Consigne. Dans la page consacrée à Luther, relevez tous les textes énumérés à la suite de la mention « Textes : ».

Texte à lire.
Page d'accueil Nouveautés Sommaire Auteurs
Retour à " Luther " Contact - Inscription à la newsletter - Rechercher dans le site

Martin Luther
par Matthieu Arnold

14- L’organisation de l’église évangélique (1524-1530)

Textes :
Cantique « Réjouissez-vous donc tous ensemble, chrétiens bien-aimés »
Lettre au prince-électeur Jean de Saxe (30 novembre 1525) / Grand Catéchisme


15- Les années 1530 et 1540

Pour accéder au chapitre suivant, cliquer sur le titre vert.


Luther prêchant

L’organisation de l’église évangélique (1524-1530)

Dans le domaine du culte, Luther, qui avait rédigé quelques années auparavant, De l’organisation du culte dans la paroisse (1523), effectue une paraphrase allemande du Notre Père (Messe allemande, 1526), qui suit la prédication et prépare, en tant que confession de foi, à la communion.

Éléments d'un jeu de données:
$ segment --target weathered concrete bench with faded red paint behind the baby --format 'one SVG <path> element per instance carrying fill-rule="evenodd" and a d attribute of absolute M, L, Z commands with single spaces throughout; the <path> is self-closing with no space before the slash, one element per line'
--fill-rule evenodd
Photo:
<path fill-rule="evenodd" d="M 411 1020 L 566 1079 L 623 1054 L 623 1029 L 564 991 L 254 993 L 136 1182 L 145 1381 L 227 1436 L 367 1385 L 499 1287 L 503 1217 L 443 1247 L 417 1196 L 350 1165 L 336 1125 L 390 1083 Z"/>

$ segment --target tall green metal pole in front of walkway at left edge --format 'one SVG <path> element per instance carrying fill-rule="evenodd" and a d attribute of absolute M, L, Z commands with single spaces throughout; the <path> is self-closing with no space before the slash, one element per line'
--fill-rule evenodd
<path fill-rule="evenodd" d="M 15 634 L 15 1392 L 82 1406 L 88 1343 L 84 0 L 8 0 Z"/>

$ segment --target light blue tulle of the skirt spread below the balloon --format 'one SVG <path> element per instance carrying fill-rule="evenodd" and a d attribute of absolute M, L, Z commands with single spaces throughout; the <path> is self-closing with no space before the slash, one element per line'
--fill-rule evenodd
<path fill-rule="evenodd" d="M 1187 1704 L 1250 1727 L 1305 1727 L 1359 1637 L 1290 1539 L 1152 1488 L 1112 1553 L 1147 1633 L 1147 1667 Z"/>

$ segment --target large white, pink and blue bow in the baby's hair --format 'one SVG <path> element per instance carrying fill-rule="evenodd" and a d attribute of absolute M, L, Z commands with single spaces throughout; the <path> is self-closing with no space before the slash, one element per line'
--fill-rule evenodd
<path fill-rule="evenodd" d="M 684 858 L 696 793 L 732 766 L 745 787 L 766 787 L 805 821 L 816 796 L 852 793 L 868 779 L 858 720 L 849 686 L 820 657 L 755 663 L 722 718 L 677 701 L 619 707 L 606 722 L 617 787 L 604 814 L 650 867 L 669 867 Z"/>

Réponse.
- Cantique « Réjouissez-vous donc tous ensemble, chrétiens bien-aimés »
- Lettre au prince-électeur Jean de Saxe (30 novembre 1525)
- Grand Catéchisme